Выбранный текст:

⁂

Все мы, ленинградские поэты, объединяемые Секцией поэтом ВССП, были
свидетелями той, печальной памяти, истории, которая в свое время вызвала
справедливое Ваше негодование и следствием которой был Ваш уход из
литературы. В то время мы не смели просить Вас не делать этого шага, потому
что и сами в полной мере разделяли Ваше негодование. Все мы, однако, остро
ощущали Ваше молчание. Молчание одного из лучших поэтов СССР в эпоху
напряжения всех творческих сил страны не может не отразиться на самой
советской поэзии, не может не обеднить ее.
Мы полагаем, что в реконструктивный период страны каждый гражданин СССР
должен преодолеть всю личную боль, нанесенную ему тем или иным фактором, и
во имя Коммунистической революции все свои силы отдать творческой,
созидательной работе.
Узнав о Вашем возвращении в Ленинград, мы обращаемся к Вам с призывом -
вернуться в ряды тех, кто своим творчеством строит Советскую поэзию. Не
потому, что мы или Вы забыли о причинах, побудивших Вас выйти из этих рядов,
а потому, что Советская Поэзия нуждается в Вас.
С товарищеским приветом.
Председатель Бюро Секции поэтом ВССП
Секретарь Бюро Секции поэтов ВССП
ИЗ ДНЕВНИКА ЛУКНИЦКОГО
18.06.1929, Москва
...В 10 часов вечера я у О. Э. и Н. Я. Мандельштам, в квартире брата О.
Э., в Москве, около Маросейки. О. Э. - в ужасном состоянии, ненавидит всех
окружающих, озлоблен страшно, без копейки денег и без всякой возможности их
достать, голодает в буквальном смысле слова. Он живет отдельно от Н. Я. В
общежитии ЦКУБУ, денег не платит, за ним долг растет, не сегодня-завтра его
выселят. Оброс щетиной бороды, нервен, вспыльчив и раздражен. Говорить ни о
чем, кроме своей истории, не может. Считает всех писателей врагами.
Утверждает, что навсегда ушел из литературы, не напишет больше ни одной
строки, разорвал все уже заключенные договоры с издательствами. Хочет уехать
в Эривань, где его обещали устроить на какую-то должность. Но на отъезд в
Эривань нужны деньги, взять их решительно негде. О. Э. выдумывает безумные
планы доставанья этих денег - планы совершенно мифические и, конечно,
неосуществимые.
Ушел вместе с О. Э. около часу ночи. Вместе ехали в трамвае до
Николо-Песковского. Он в отчаянье говорил, что его после часа ночи не пустят
в общежитие...

⁂

Предоставленный материал:

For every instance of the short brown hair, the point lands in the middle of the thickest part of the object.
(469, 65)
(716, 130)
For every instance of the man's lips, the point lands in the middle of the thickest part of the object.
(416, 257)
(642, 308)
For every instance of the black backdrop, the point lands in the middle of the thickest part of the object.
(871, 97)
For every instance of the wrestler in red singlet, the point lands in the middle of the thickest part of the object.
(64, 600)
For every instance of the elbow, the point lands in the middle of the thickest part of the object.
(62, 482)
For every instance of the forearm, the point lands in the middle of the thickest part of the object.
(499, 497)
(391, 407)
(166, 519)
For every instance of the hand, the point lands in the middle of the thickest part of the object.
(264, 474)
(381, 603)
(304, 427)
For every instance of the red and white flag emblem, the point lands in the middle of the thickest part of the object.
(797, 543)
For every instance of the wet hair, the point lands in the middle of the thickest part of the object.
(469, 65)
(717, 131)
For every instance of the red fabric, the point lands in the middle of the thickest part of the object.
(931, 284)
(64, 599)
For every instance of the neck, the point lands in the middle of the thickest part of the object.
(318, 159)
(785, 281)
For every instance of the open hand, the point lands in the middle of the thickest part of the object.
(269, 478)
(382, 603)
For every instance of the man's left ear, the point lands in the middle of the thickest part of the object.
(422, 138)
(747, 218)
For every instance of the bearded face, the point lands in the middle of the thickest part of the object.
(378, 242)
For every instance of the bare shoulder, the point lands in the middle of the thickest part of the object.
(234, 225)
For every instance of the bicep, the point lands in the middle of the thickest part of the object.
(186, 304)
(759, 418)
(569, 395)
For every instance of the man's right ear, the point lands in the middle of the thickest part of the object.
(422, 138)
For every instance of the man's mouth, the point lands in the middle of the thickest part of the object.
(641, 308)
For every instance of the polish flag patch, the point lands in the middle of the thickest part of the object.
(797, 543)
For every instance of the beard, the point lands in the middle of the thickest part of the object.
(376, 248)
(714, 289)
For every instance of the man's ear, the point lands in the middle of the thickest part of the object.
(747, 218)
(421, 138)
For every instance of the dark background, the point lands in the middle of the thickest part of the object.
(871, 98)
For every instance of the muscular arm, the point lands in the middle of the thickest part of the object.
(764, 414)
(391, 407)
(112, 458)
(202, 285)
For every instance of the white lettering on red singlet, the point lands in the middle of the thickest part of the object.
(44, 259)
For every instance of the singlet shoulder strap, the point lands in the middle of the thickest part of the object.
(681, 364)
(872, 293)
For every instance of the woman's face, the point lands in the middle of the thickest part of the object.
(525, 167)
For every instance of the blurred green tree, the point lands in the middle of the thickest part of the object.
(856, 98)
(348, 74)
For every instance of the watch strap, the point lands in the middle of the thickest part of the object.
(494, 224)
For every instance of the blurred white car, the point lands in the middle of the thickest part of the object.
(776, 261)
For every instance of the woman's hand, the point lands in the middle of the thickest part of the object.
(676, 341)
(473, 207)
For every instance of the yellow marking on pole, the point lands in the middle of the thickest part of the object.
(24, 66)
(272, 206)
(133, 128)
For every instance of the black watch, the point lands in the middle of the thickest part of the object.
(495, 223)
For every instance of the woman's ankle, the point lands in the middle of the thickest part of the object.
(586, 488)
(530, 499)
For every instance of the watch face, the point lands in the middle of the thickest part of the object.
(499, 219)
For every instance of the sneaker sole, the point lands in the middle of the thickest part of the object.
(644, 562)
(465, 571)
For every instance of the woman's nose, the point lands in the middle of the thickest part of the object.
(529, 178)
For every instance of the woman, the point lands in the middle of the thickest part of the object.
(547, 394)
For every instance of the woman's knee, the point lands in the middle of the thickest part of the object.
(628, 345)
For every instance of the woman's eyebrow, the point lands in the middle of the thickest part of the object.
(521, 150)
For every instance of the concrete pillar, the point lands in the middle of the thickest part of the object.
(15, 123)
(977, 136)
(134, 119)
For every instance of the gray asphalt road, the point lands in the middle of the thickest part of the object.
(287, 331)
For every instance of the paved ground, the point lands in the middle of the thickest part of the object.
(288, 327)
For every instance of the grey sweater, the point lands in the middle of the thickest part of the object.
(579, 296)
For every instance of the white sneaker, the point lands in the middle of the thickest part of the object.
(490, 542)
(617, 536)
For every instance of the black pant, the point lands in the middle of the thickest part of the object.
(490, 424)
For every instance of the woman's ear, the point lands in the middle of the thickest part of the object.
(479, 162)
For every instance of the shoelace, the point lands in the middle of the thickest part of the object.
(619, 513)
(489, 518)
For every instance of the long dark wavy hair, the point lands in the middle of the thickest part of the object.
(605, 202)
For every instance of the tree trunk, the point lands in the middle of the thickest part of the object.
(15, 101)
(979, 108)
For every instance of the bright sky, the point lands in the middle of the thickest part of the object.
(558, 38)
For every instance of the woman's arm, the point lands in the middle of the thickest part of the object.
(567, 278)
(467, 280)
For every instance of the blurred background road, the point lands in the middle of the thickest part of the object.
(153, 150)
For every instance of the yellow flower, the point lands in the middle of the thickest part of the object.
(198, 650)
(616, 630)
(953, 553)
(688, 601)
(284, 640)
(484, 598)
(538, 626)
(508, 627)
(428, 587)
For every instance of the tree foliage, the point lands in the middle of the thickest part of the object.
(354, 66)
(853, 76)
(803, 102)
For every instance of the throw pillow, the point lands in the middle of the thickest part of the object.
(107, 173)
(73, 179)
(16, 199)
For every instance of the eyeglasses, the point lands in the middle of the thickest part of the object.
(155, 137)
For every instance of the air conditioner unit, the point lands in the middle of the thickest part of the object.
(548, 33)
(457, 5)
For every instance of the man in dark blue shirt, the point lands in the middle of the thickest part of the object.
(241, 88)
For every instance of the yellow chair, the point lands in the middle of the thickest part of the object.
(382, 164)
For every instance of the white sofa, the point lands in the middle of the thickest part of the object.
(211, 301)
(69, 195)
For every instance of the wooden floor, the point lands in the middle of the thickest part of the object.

⁂

Задание 1: Куда, согласно выбранному тексту, хочет уехать О. Э.?
Задание 2: Продублируйте дословно фрагмент выбранного текста, начиная со слов «Э., в Москве, около» и далее до слов «всех писателей врагами.» включительно.
Материал получен из другого источника.

Решение 1: В Эривань.

Решение 2:
Э., в Москве, около Маросейки. О. Э. - в ужасном состоянии, ненавидит всех
окружающих, озлоблен страшно, без копейки денег и без всякой возможности их
достать, голодает в буквальном смысле слова. Он живет отдельно от Н. Я. В
общежитии ЦКУБУ, денег не платит, за ним долг растет, не сегодня-завтра его
выселят. Оброс щетиной бороды, нервен, вспыльчив и раздражен. Говорить ни о
чем, кроме своей истории, не может. Считает всех писателей врагами.